- _BRIEF A_
Filter the entries below, copying out every line that contains the string "trimmed".

- _EXCERPT PROVIDED_
○ ○ ○
Quoting Thomas Shelling one of the founders of American strategic thought, brinksmanship is the art of “manipulating the shared risk of war.” It involves creating a crisis or escalating a crisis with the expectation that one’s opponent will back down. Basically, it’s a game of chicken. In theory, it is a rational game played by rational actors, making careful calculations about the other side’s interests and the level of their aversion to escalation and possibly conflict. That being said, “…they may compete to appear the more irrational, impetuous, and stubborn.” Given the nature of the two leaders involved, Donald Trump & Kim Jong Un, the article correctly goes on to ask, “what if the adversaries are irrational, impetuous, and stubborn?”

The article also raises deeper questions about brinksmanship and deterrence, though. For these strategies to be employed without producing a disaster, there has to be a clear understanding of the other side’s interests and red-lines. Regardless of the specific leaders in place, this article suggests that neither side really understands the other.

  • US on North Korea: “Experts can’t say definitively why Kim wants nuclear weapons. Are they for self-defense, as North Korea claims, or will Kim use them to achieve the unfulfilled ambition of the Korean War—forcing reunification with South Korea? A senior Administration official told me that members of Trump’s national-security team are not convinced that Kim will stop at self-protection. “There are fewer and fewer disagreements about North Korea’s capabilities now, and so then, inevitably, the question of their intentions becomes critical,” he said. “Are they pursuing these weapons in order to maintain the status quo on the Peninsula, or are they seeking to fundamentally alter the status quo?””
  • North Korea on the US: “… I asked Pak what he and other North Koreans thought of Trump. “He might be irrational—or too smart. We don’t know,” he said. They suspected that Trump’s comment about “fire and fury” might be part of a subtle strategy. “Like the Chinese ‘Art of War,’ ” he said. “If he’s not driving toward a point, then what is he doing? That is our big question.”
  • Even China struggles to understand their neighbor: “In 2008, when Kim Jong Il suffered a stroke, Randal Phillips, a senior C.I.A. officer overseeing operations in Asia, met a Chinese counterpart to share analyses, as they sometimes did. But Phillips discovered that Chinese intelligence “didn’t know what was happening,” he told me. “I think the Chinese know a hell of a lot less than people assume.” Compared with other American adversaries, North Korea is the “hardest target,” Terry said. “There’s no other country that’s like that,” she told me. “It’s just pieced together.”
  • To make things worse, the North Koreans are deliberately obtuse: “We must envelop our environment in a dense fog,” Kim Jong Il once said, “to prevent our enemies from learning anything about us.”

 

Deterrence also requires effective communication, and as the article illustrates, the two sides have not been good at messaging each other. The following discussion provides a perfect example of how not not to communicate in the context of deterrence:

“So is he going to launch them or not?” I asked.

“I don’t know,” Pak said. “It depends on whether the United States sends another nuclear asset, like a B-1B, over the Korean Peninsula.”

“Does the U.S. know that’s the determining factor?” I asked.

“We haven’t told them! But they should know, because we said they should not send any further ‘nuclear provocations.’ ”

For those familiar with the 1960s Cold-War satire, Dr. Strangelove, it is eerily similar to the miscommunication that leads in the movie, to nuclear Armageddon.
○ ○ ○
- _Object location annotation data_
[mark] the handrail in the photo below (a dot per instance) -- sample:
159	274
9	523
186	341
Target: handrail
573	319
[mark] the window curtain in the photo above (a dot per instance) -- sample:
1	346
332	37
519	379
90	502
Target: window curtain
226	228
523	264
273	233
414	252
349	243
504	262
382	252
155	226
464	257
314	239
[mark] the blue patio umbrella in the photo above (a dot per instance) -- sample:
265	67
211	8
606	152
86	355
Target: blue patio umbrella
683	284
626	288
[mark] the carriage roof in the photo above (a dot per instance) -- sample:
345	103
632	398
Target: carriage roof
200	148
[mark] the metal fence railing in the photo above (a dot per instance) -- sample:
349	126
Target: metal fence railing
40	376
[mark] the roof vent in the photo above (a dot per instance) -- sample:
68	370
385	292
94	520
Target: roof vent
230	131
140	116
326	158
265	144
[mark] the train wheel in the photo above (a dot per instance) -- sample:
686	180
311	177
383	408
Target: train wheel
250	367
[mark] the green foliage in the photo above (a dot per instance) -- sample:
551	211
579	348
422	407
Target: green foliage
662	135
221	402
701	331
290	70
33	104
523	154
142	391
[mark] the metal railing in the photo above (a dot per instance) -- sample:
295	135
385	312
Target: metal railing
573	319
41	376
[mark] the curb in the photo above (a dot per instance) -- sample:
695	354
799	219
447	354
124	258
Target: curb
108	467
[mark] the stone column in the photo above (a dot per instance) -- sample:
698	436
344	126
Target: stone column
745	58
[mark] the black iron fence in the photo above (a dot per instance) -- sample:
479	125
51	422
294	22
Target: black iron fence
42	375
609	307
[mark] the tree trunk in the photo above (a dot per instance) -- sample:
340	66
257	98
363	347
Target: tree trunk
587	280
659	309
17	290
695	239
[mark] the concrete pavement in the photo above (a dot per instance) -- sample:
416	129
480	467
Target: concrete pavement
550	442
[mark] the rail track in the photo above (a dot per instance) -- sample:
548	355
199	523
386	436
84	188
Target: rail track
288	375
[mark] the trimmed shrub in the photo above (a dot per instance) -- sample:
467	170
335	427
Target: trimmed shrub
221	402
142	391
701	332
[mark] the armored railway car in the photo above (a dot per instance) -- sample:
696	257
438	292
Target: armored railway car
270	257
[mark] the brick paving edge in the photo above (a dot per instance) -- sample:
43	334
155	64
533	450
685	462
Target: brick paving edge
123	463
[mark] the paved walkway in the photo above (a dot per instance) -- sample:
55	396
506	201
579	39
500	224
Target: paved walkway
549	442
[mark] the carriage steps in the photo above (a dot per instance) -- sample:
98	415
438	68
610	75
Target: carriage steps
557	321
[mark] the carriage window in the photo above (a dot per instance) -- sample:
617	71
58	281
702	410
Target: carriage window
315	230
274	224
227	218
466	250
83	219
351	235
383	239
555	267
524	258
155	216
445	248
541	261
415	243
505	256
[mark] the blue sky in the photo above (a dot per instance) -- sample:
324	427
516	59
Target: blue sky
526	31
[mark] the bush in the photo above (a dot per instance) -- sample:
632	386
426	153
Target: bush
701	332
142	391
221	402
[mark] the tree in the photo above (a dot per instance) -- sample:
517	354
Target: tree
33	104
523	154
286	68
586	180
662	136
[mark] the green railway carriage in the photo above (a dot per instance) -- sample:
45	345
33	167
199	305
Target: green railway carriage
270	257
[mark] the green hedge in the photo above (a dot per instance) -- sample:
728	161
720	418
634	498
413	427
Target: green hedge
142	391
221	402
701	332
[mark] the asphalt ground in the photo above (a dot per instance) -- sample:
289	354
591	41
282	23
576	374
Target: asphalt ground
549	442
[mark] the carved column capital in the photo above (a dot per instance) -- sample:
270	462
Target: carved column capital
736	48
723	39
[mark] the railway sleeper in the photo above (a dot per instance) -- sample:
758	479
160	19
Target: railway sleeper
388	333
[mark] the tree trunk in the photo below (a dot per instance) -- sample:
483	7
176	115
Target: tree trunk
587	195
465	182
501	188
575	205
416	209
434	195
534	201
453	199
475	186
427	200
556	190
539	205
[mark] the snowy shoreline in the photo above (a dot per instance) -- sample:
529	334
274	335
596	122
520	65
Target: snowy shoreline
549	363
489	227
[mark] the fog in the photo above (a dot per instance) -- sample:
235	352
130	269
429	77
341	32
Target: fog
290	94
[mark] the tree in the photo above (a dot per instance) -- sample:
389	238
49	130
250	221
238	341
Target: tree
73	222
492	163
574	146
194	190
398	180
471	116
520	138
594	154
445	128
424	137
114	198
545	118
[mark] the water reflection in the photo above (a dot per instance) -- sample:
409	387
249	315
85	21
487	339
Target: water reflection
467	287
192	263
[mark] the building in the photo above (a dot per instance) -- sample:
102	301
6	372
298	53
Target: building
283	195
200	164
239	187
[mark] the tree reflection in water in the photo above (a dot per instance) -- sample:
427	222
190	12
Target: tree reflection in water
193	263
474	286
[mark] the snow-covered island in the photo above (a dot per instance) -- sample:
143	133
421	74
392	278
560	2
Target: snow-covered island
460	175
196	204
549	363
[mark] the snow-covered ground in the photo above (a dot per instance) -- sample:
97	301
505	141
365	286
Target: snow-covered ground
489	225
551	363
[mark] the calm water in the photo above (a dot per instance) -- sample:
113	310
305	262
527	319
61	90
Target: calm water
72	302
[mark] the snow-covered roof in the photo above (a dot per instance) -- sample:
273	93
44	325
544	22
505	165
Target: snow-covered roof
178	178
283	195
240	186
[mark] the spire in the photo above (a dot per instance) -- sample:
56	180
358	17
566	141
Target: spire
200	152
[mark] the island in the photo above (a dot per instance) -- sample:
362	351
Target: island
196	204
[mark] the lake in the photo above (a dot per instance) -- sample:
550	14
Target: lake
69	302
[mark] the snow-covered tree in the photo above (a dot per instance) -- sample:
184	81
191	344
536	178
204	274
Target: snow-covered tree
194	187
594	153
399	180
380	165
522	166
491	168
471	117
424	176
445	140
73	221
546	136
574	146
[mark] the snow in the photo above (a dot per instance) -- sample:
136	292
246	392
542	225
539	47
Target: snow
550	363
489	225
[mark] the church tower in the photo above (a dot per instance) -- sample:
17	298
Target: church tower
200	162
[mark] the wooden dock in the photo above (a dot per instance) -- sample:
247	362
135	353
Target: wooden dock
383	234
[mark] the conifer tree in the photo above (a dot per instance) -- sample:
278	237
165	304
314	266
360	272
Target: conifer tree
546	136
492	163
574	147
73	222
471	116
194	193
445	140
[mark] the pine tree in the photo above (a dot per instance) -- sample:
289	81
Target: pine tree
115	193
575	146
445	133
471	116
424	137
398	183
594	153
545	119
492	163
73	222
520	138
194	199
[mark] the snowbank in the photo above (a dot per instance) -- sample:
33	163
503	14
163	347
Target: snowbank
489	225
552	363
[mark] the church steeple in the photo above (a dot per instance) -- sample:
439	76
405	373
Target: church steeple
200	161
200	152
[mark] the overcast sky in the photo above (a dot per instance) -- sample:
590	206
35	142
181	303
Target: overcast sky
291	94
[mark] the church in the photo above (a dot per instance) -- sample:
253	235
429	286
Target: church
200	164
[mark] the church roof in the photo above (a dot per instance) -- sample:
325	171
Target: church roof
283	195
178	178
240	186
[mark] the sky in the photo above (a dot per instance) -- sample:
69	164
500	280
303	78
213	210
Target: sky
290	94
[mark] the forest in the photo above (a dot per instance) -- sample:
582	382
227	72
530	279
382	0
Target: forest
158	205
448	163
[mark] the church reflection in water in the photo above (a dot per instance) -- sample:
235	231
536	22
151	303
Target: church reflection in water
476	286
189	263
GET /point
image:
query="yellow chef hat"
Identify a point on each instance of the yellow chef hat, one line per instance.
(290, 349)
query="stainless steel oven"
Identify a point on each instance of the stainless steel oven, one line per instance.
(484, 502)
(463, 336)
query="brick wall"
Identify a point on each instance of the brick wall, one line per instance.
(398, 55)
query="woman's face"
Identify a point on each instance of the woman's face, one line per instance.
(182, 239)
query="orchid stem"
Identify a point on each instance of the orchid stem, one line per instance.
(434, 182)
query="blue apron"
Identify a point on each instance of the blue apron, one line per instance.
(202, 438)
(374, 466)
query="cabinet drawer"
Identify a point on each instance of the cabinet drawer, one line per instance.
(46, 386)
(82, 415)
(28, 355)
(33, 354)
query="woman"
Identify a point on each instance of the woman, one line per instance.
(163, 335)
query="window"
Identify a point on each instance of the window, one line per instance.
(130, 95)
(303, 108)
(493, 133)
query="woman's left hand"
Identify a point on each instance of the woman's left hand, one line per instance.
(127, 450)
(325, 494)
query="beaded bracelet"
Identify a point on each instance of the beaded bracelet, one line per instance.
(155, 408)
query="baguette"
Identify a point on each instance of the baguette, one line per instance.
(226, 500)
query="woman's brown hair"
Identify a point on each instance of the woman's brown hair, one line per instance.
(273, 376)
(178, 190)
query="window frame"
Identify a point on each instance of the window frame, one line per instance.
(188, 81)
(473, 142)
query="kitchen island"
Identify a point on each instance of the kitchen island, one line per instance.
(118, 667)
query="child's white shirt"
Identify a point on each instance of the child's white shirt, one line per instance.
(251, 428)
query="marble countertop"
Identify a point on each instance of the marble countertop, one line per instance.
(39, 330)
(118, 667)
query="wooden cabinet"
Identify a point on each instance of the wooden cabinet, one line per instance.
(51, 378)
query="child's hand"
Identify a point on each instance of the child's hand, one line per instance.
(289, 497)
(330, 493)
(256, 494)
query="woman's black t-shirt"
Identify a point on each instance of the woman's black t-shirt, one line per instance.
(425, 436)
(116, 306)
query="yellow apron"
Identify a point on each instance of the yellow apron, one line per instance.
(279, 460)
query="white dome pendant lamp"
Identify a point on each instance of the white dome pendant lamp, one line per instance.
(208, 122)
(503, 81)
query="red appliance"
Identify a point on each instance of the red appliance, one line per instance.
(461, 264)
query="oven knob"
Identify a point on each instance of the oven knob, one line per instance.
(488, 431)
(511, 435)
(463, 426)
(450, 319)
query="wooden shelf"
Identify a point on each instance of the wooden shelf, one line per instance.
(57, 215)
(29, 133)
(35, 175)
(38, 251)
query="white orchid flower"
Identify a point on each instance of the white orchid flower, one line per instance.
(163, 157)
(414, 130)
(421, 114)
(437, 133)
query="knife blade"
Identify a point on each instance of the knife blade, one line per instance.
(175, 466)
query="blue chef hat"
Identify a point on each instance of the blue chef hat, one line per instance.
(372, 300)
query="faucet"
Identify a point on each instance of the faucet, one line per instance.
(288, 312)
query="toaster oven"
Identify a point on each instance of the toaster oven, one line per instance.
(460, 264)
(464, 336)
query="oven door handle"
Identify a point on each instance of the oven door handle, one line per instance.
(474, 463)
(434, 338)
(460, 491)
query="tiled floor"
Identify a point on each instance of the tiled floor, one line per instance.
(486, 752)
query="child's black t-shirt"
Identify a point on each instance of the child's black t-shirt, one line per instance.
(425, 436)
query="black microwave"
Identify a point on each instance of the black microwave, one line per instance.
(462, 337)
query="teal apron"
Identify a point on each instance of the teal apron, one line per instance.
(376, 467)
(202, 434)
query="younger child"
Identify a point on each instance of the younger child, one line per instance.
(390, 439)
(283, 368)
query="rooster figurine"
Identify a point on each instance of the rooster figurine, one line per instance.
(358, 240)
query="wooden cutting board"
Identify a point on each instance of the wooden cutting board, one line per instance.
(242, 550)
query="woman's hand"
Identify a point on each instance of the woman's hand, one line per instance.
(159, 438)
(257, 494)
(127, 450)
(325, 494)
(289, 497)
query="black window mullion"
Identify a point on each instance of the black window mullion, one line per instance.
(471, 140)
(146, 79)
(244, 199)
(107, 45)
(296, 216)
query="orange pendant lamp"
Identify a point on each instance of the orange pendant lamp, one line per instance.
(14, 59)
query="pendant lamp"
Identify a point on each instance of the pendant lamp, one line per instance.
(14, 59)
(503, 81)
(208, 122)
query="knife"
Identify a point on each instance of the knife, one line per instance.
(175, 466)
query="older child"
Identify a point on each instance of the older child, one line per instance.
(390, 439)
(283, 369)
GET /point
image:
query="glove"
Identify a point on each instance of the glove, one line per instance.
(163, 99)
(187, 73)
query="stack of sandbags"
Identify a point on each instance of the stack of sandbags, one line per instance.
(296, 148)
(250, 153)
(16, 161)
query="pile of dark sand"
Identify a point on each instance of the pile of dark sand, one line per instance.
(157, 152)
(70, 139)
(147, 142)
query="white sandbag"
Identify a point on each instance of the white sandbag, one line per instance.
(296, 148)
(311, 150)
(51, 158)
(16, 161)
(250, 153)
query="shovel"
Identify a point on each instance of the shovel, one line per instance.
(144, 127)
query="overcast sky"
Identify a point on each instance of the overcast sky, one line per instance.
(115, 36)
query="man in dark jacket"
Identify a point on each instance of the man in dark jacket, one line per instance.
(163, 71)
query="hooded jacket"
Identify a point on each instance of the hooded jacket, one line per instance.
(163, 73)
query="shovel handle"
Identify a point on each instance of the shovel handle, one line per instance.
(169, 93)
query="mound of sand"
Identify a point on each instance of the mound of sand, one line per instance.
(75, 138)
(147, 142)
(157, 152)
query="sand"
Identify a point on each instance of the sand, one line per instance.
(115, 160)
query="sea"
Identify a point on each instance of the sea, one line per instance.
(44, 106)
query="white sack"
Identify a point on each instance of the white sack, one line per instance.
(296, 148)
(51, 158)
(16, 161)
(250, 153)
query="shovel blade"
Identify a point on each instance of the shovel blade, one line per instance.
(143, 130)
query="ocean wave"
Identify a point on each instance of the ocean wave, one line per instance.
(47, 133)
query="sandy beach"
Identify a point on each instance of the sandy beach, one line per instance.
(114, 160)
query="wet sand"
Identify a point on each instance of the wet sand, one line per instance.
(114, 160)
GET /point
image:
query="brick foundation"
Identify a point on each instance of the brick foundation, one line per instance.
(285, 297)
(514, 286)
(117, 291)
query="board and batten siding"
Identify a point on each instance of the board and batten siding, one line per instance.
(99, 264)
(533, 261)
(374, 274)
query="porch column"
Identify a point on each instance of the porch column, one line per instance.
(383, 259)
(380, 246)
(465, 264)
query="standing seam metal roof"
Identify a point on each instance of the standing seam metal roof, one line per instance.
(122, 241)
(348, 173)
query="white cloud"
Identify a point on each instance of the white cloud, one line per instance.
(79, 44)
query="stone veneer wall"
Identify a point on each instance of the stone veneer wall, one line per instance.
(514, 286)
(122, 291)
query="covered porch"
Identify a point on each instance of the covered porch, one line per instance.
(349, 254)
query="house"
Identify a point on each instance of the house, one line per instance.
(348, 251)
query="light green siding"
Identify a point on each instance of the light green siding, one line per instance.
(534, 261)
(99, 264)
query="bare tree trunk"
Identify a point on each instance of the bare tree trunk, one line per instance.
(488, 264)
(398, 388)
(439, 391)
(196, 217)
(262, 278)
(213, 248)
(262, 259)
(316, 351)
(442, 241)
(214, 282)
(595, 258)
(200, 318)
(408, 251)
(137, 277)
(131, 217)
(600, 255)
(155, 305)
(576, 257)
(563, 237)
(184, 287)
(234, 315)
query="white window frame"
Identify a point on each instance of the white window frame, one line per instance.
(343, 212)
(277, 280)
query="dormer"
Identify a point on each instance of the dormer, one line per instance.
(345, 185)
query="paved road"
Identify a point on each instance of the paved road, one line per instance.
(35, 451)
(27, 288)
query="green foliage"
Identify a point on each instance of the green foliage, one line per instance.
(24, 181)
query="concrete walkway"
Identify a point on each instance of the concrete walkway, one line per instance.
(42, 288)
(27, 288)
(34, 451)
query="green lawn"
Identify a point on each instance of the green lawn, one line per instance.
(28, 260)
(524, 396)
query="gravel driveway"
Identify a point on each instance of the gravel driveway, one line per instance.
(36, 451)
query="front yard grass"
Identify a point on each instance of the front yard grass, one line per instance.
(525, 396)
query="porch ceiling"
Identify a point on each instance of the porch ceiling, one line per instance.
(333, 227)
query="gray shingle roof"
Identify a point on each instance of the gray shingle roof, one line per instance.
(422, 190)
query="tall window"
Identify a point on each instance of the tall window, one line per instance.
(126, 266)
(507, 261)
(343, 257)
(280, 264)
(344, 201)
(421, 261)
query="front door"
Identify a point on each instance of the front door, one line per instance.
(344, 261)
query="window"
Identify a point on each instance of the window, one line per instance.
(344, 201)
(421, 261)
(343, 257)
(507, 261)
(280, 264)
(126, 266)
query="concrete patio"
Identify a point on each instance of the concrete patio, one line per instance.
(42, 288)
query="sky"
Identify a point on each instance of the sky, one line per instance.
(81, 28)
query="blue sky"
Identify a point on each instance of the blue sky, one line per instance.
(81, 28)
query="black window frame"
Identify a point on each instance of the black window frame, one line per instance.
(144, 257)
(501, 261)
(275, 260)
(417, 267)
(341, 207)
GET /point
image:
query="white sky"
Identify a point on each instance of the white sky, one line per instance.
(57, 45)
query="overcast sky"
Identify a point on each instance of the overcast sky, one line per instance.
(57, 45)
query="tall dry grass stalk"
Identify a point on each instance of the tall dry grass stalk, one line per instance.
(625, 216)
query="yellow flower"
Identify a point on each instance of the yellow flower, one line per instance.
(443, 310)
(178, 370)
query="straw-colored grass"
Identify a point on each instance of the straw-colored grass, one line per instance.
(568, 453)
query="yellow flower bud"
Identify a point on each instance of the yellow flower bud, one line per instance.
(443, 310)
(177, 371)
○ ○ ○
- _BRIEF B_
In the brinksmanship excerpt above, how does Thomas Shelling define brinksmanship?

- _FULL OUTPUT A_
[mark] the trimmed shrub in the photo above (a dot per instance) -- sample:
Target: trimmed shrub

- _FULL OUTPUT B_
As the art of "manipulating the shared risk of war."